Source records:
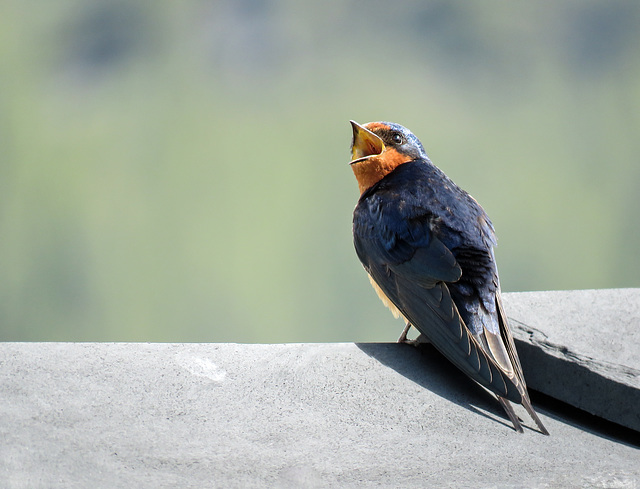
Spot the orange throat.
[351,148,412,195]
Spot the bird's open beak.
[349,121,384,165]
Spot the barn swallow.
[351,121,549,435]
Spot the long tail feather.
[496,396,524,433]
[522,397,549,435]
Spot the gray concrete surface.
[0,343,640,489]
[504,289,640,428]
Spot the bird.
[350,121,549,435]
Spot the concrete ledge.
[0,343,640,489]
[504,289,640,428]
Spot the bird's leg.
[398,321,413,345]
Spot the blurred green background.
[0,0,640,342]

Instruction: Copy out all of the data above word for word, leaving out the pictures.

The reply:
Spot the orange throat.
[351,148,412,195]
Spot the bird's open beak.
[349,121,384,165]
Spot the barn swallow.
[351,121,549,435]
Spot the long tail feather.
[496,396,524,433]
[522,397,549,435]
Spot the gray concrete surface.
[0,343,640,489]
[504,289,640,428]
Spot the bird.
[350,121,549,435]
Spot the concrete ledge.
[0,343,640,489]
[504,289,640,428]
Spot the bird's leg.
[398,321,413,345]
Spot the blurred green background.
[0,0,640,342]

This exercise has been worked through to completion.